• REQUIRED WORK:
Print everything from "This week Qwen, Alibaba's" down to "OpenAI, and Anthropic." in the text on Alibaba's Qwen model releases, word for word.

• DOCUMENT EXTRACT:
Alibaba is running the same play Red Hat perfected with Linux: give the software away, charge for everything around it.
This week Qwen, Alibaba's AI research arm, released Qwen3.6-35B-A3B — a coding model that runs efficiently on consumer hardware, activating only 3 billion of its 35 billion total parameters per inference under the Apache 2.0 open-source license. The same week, it released Qwen3.6-Plus as a proprietary, API-only offering accessible only through Alibaba Cloud, according to Wikipedia's Qwen entry. Taken together, the dual-release is a two-track strategy that reveals how Alibaba is positioning itself in the agentic coding race against Google, OpenAI, and Anthropic.
The open-weights model is the funnel. Developers who download, experiment with, and deploy Qwen3.6-35B-A3B on their own infrastructure are being steered toward a proprietary endpoint they will eventually need: the Plus tier, which carries usage-based API pricing on Alibaba's cloud. It is a classic land-grab play dressed in the language of open-source community stewardship.

• DATA EXCERPTS:
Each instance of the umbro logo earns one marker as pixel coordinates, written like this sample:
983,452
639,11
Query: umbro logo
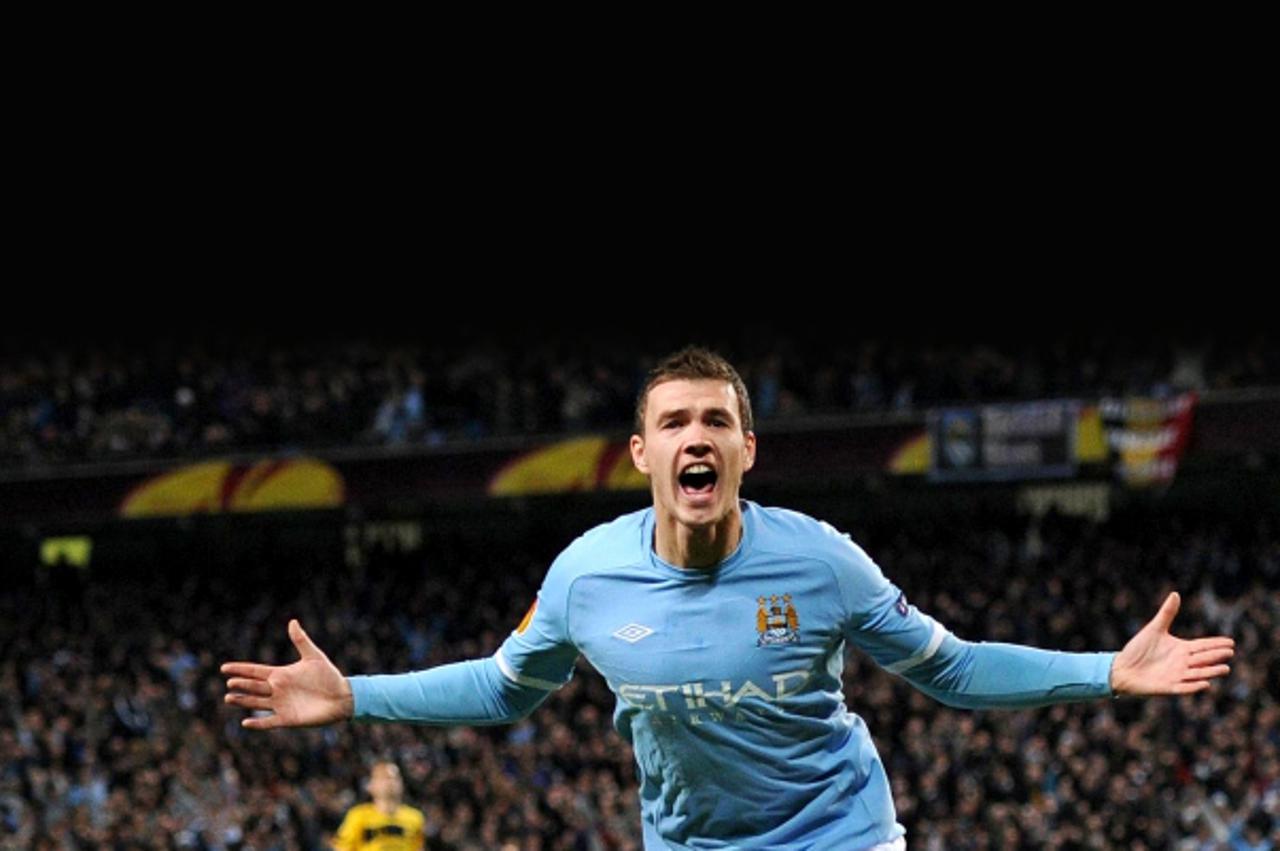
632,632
...
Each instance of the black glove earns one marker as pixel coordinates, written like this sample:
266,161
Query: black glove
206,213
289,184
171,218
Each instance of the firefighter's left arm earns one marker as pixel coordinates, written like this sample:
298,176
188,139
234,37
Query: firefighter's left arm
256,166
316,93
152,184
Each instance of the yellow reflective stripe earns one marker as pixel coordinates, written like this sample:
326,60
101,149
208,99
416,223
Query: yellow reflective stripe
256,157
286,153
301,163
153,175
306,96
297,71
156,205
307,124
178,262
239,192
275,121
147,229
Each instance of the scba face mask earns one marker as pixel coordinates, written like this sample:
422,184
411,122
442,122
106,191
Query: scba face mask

• OUTPUT OF THE TASK:
This week Qwen, Alibaba's AI research arm, released Qwen3.6-35B-A3B — a coding model that runs efficiently on consumer hardware, activating only 3 billion of its 35 billion total parameters per inference under the Apache 2.0 open-source license. The same week, it released Qwen3.6-Plus as a proprietary, API-only offering accessible only through Alibaba Cloud, according to Wikipedia's Qwen entry. Taken together, the dual-release is a two-track strategy that reveals how Alibaba is positioning itself in the agentic coding race against Google, OpenAI, and Anthropic.